● Stated exercise
Could you rewrite only the lines starting at the one containing "like x=83, y=162." and ending at the one containing "x=1057, y=718", with "cabinet" changed to "cupboard" and nothing else altered? Leave the pictures out of your answer.

※ ※ ※

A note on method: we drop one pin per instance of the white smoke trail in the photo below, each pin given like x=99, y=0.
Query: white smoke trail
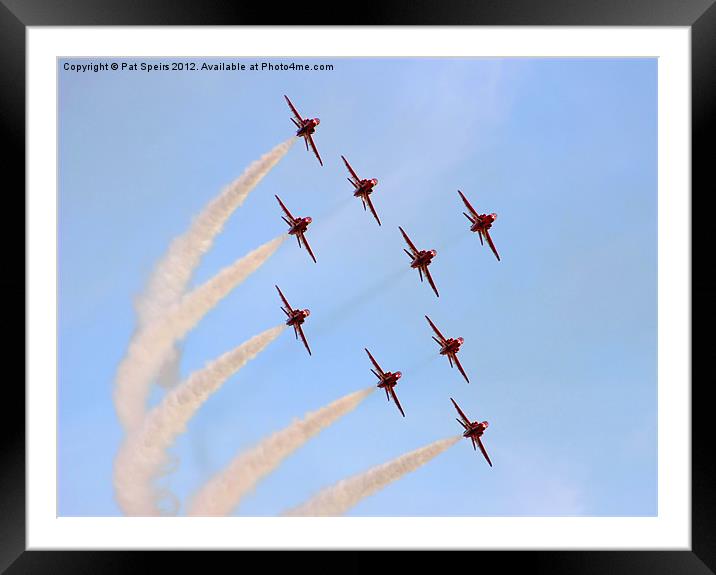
x=151, y=345
x=225, y=490
x=143, y=457
x=174, y=271
x=340, y=497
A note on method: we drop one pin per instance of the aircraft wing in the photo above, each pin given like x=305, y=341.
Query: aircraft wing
x=353, y=174
x=375, y=363
x=308, y=247
x=285, y=301
x=397, y=403
x=313, y=147
x=484, y=452
x=285, y=210
x=437, y=331
x=407, y=240
x=459, y=367
x=430, y=281
x=472, y=210
x=372, y=209
x=299, y=329
x=462, y=415
x=293, y=109
x=492, y=246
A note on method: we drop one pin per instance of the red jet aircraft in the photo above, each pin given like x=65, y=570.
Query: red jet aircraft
x=363, y=189
x=306, y=127
x=481, y=223
x=420, y=260
x=449, y=347
x=388, y=380
x=473, y=430
x=296, y=317
x=297, y=227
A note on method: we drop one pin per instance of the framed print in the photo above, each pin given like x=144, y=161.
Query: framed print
x=484, y=335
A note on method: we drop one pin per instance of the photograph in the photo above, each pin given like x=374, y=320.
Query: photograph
x=357, y=286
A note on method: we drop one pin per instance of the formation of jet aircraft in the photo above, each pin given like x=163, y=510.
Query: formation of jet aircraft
x=419, y=260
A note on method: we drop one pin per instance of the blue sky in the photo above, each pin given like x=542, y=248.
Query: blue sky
x=560, y=336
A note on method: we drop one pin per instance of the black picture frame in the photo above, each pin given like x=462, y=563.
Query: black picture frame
x=699, y=15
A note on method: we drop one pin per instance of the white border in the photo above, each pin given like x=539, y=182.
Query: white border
x=670, y=530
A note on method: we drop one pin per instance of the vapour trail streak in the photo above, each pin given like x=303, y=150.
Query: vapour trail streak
x=340, y=497
x=225, y=490
x=143, y=458
x=169, y=280
x=151, y=345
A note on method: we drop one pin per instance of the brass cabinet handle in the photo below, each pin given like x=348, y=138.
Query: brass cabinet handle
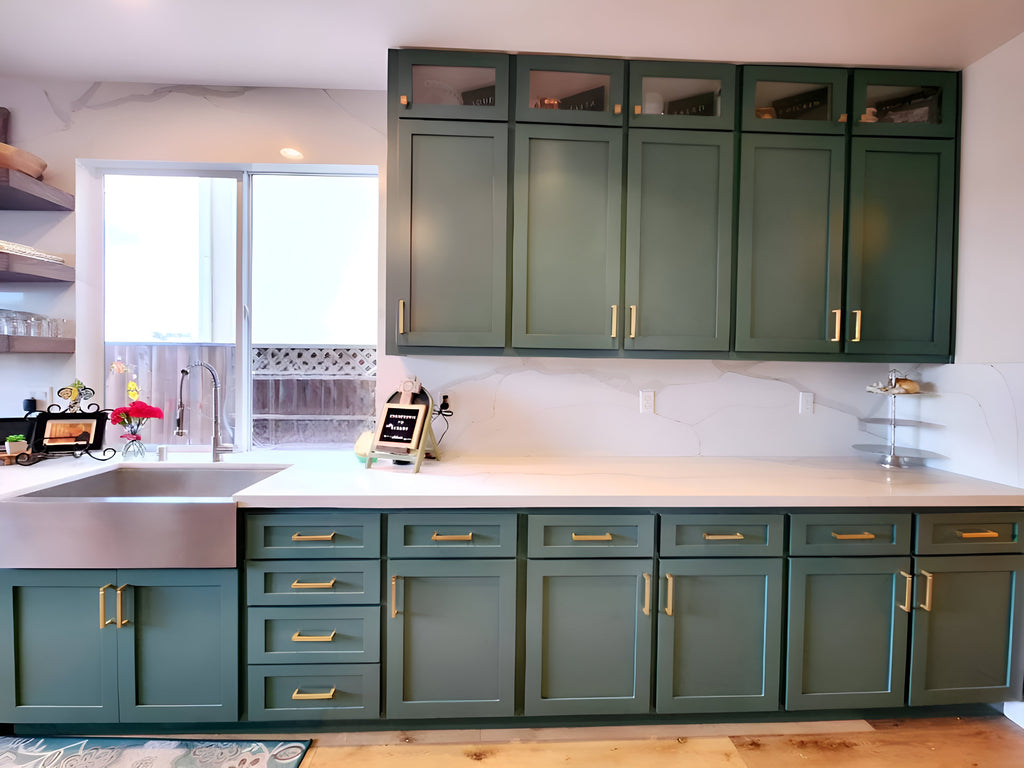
x=606, y=537
x=394, y=596
x=908, y=595
x=296, y=696
x=978, y=534
x=103, y=621
x=927, y=605
x=300, y=638
x=314, y=537
x=737, y=537
x=435, y=537
x=119, y=592
x=297, y=585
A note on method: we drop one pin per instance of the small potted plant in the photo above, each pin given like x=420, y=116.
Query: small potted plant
x=16, y=444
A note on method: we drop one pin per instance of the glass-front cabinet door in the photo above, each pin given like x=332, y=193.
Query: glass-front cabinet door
x=679, y=94
x=795, y=99
x=893, y=102
x=569, y=89
x=454, y=85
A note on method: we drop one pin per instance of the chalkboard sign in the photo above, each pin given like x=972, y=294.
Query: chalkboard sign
x=400, y=426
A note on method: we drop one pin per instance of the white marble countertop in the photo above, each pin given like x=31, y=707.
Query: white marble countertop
x=336, y=478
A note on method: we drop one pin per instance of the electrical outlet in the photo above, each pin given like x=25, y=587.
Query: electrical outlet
x=646, y=400
x=805, y=406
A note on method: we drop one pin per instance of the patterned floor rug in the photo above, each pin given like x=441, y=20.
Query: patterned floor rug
x=37, y=752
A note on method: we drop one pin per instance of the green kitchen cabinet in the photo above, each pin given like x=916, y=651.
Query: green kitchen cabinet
x=719, y=635
x=589, y=631
x=566, y=244
x=134, y=646
x=900, y=247
x=790, y=244
x=678, y=240
x=446, y=235
x=451, y=632
x=967, y=623
x=848, y=628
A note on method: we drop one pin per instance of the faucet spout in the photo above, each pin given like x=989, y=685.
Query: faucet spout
x=217, y=446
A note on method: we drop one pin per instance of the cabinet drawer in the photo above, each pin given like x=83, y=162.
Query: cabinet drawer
x=590, y=536
x=347, y=634
x=320, y=534
x=853, y=534
x=327, y=691
x=721, y=535
x=969, y=531
x=452, y=535
x=312, y=583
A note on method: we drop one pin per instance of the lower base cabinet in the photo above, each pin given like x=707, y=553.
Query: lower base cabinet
x=109, y=646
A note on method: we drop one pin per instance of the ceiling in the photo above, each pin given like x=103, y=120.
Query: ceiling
x=343, y=43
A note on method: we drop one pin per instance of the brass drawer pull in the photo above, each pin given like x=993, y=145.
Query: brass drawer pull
x=103, y=621
x=312, y=696
x=314, y=537
x=300, y=638
x=435, y=537
x=978, y=534
x=908, y=595
x=297, y=585
x=592, y=537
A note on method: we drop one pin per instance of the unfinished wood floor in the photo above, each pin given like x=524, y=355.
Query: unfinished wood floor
x=977, y=739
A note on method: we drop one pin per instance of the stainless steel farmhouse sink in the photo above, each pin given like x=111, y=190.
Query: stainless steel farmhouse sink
x=141, y=516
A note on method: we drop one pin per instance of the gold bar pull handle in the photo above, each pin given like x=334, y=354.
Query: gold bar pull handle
x=908, y=595
x=298, y=637
x=606, y=537
x=296, y=696
x=120, y=604
x=394, y=596
x=435, y=537
x=927, y=605
x=103, y=621
x=839, y=320
x=977, y=534
x=297, y=585
x=314, y=537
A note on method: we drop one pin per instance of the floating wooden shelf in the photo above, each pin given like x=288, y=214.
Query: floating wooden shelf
x=15, y=268
x=36, y=344
x=18, y=192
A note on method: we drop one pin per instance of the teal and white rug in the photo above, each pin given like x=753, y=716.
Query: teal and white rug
x=39, y=752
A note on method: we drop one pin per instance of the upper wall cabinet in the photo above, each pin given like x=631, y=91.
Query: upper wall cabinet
x=795, y=99
x=897, y=102
x=454, y=85
x=569, y=89
x=673, y=94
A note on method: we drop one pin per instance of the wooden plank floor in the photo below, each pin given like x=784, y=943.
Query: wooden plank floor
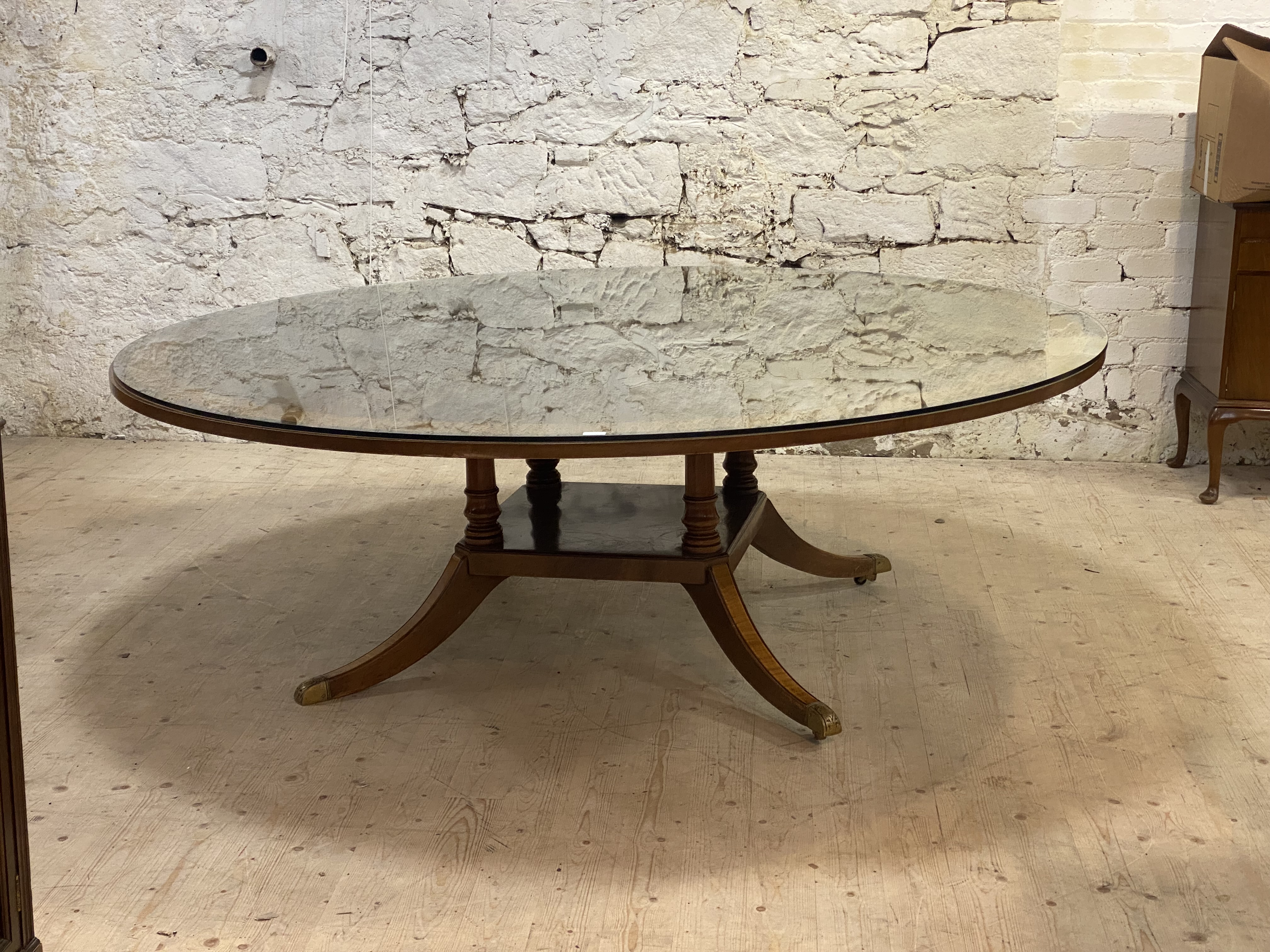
x=1057, y=718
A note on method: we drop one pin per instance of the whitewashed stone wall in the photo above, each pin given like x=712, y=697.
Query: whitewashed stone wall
x=153, y=173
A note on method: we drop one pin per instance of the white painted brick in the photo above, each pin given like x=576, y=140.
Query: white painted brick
x=1181, y=236
x=1146, y=236
x=1118, y=209
x=1161, y=156
x=633, y=130
x=1074, y=210
x=1091, y=153
x=1065, y=294
x=1119, y=382
x=1161, y=353
x=1165, y=323
x=1113, y=182
x=1124, y=296
x=1095, y=389
x=1086, y=269
x=1175, y=209
x=1158, y=264
x=1140, y=126
x=1119, y=352
x=1176, y=294
x=1148, y=386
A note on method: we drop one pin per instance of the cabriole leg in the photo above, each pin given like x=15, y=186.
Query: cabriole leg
x=1217, y=426
x=1181, y=411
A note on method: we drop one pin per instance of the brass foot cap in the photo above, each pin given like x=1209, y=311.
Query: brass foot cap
x=822, y=720
x=313, y=691
x=882, y=564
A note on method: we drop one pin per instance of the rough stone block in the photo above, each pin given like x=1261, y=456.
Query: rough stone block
x=498, y=103
x=1033, y=11
x=475, y=249
x=641, y=181
x=632, y=254
x=1052, y=210
x=498, y=179
x=982, y=135
x=890, y=46
x=567, y=236
x=333, y=178
x=561, y=261
x=1004, y=63
x=683, y=42
x=417, y=263
x=848, y=216
x=976, y=210
x=431, y=124
x=449, y=46
x=789, y=140
x=577, y=120
x=802, y=91
x=1016, y=267
x=214, y=169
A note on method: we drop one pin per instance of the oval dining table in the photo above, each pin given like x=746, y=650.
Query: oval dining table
x=552, y=366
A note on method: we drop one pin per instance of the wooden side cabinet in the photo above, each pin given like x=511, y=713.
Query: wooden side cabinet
x=16, y=917
x=1228, y=349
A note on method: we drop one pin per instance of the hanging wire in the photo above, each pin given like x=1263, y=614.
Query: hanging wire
x=370, y=228
x=345, y=81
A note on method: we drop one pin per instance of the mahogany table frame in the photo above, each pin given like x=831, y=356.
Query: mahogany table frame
x=704, y=562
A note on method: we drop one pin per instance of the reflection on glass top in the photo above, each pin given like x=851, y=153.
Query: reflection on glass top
x=618, y=352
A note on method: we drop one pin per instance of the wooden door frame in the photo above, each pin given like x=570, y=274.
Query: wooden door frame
x=17, y=922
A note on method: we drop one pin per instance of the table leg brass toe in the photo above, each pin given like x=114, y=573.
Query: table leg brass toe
x=313, y=691
x=776, y=540
x=455, y=597
x=822, y=720
x=724, y=611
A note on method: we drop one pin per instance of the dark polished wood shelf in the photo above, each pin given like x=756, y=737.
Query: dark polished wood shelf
x=693, y=535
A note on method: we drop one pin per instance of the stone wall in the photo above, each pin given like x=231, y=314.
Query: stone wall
x=153, y=173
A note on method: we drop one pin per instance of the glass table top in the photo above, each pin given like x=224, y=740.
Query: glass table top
x=609, y=353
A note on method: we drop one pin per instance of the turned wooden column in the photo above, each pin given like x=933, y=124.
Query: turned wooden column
x=700, y=513
x=482, y=511
x=741, y=480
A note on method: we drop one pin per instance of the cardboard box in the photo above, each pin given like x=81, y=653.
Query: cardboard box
x=1233, y=133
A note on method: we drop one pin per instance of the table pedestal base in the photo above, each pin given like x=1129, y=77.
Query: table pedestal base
x=556, y=530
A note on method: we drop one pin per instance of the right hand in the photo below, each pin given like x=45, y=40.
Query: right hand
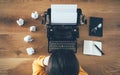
x=46, y=60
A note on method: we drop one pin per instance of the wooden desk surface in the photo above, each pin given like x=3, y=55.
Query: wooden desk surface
x=13, y=56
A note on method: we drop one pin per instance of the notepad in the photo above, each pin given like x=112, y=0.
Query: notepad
x=90, y=49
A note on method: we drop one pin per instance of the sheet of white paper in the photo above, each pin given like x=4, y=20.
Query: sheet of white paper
x=90, y=49
x=66, y=18
x=65, y=14
x=64, y=8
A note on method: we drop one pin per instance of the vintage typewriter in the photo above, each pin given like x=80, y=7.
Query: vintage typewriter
x=62, y=22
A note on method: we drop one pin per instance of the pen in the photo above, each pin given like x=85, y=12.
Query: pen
x=99, y=49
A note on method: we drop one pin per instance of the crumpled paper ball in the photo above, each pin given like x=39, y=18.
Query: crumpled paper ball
x=20, y=22
x=35, y=15
x=30, y=51
x=28, y=38
x=33, y=28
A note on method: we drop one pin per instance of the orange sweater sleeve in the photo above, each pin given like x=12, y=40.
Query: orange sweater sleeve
x=82, y=72
x=39, y=68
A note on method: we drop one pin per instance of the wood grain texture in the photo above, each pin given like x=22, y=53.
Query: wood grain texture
x=13, y=57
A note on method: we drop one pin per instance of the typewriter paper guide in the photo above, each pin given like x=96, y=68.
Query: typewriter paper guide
x=64, y=14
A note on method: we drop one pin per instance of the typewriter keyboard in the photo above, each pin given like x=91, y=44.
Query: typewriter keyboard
x=71, y=45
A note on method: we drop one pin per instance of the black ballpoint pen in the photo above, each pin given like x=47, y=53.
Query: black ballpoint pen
x=99, y=49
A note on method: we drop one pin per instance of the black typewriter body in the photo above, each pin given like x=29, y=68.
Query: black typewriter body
x=61, y=36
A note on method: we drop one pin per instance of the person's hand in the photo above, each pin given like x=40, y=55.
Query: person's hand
x=45, y=61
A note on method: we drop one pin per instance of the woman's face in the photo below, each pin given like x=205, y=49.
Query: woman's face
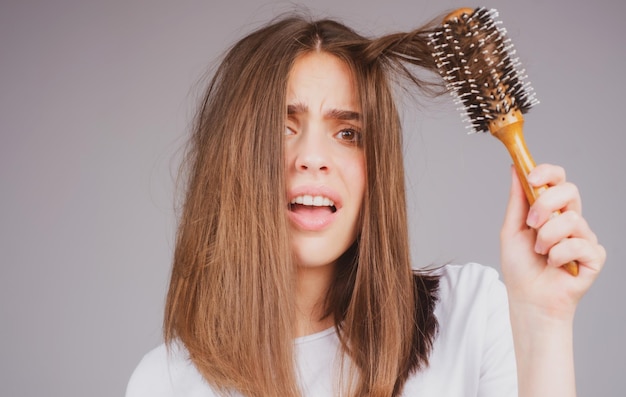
x=324, y=159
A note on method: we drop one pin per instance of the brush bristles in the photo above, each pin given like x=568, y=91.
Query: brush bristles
x=475, y=58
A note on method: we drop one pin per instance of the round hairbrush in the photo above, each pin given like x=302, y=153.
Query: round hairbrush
x=475, y=58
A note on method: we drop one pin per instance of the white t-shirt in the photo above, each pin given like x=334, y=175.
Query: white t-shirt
x=472, y=354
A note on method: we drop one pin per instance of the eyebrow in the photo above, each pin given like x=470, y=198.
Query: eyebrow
x=337, y=114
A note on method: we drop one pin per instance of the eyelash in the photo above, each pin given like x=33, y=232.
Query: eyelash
x=356, y=135
x=356, y=140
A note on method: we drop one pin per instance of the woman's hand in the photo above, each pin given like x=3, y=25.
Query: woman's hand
x=542, y=295
x=535, y=245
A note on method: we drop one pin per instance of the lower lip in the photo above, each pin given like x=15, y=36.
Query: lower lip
x=312, y=221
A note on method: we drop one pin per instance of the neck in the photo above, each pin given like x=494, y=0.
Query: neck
x=312, y=286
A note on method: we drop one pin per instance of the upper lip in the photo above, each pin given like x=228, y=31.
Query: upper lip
x=322, y=191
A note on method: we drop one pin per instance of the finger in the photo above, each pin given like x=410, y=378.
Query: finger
x=517, y=207
x=589, y=256
x=546, y=174
x=563, y=197
x=569, y=224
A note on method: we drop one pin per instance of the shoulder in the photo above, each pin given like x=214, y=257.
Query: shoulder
x=471, y=297
x=470, y=283
x=167, y=372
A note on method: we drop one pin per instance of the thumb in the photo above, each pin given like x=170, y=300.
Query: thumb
x=517, y=208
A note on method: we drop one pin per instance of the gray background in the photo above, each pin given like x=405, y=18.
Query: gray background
x=95, y=102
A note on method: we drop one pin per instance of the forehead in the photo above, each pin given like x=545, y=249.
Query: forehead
x=321, y=78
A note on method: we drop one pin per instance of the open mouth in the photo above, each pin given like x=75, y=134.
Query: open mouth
x=312, y=203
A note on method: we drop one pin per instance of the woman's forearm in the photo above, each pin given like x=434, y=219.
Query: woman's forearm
x=544, y=352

※ ※ ※

● Exercise output
A note on method: we drop one pin per instance of the cupboard drawer in the photo above, each pin given like x=83, y=162.
Query: cupboard drawer
x=590, y=536
x=347, y=634
x=320, y=534
x=853, y=534
x=327, y=691
x=721, y=535
x=969, y=531
x=452, y=535
x=312, y=583
A note on method: we drop one pin per instance of the lower base cupboard in the photo above, each pin given like x=707, y=553.
Query: lower base cupboard
x=109, y=646
A note on method: we drop one pin per instance of the ceiling in the photo above, each pin given like x=103, y=120.
Query: ceiling
x=343, y=43
A note on method: we drop one pin per instance of the brass drawer pull in the photo above, each pin given like x=993, y=145.
Query: brass drawer pull
x=103, y=621
x=312, y=696
x=314, y=537
x=300, y=638
x=435, y=537
x=978, y=534
x=908, y=595
x=297, y=585
x=592, y=537
A note on method: we drop one pin per instance of the unfinished wood floor in the photo above, each pin given like x=524, y=355.
Query: unfinished wood floor
x=977, y=739
A note on method: we drop one pin per instance of the stainless steel farmhouse sink in the photo above, each pin given like x=111, y=190.
Query: stainless steel farmhouse sink
x=141, y=516
A note on method: we drop one pin per instance of the gold bar pull handle in the photo above, each pin given like x=334, y=354.
Query: gold bar pull handle
x=908, y=595
x=298, y=637
x=606, y=537
x=296, y=696
x=120, y=604
x=394, y=596
x=435, y=537
x=927, y=605
x=103, y=621
x=839, y=320
x=977, y=534
x=297, y=585
x=314, y=537
A note on method: we drop one pin per instance of the floating wooden shelf in the photo above, each pin given like x=288, y=214.
Query: floating wooden shelf
x=15, y=268
x=36, y=344
x=18, y=192
A note on method: we drop one pin per instance of the teal and white rug in the photo above, each pin given like x=753, y=716.
Query: teal and white rug
x=39, y=752
A note on method: we drop one pin per instance of the upper wall cupboard in the photo above, each pin given like x=631, y=91.
Query: upper wall cupboard
x=795, y=99
x=897, y=102
x=454, y=85
x=569, y=89
x=673, y=94
A note on method: we drop one pin per instance of the wooden plank floor in the photo below, each pin given like x=784, y=943.
Query: wooden plank floor
x=1057, y=718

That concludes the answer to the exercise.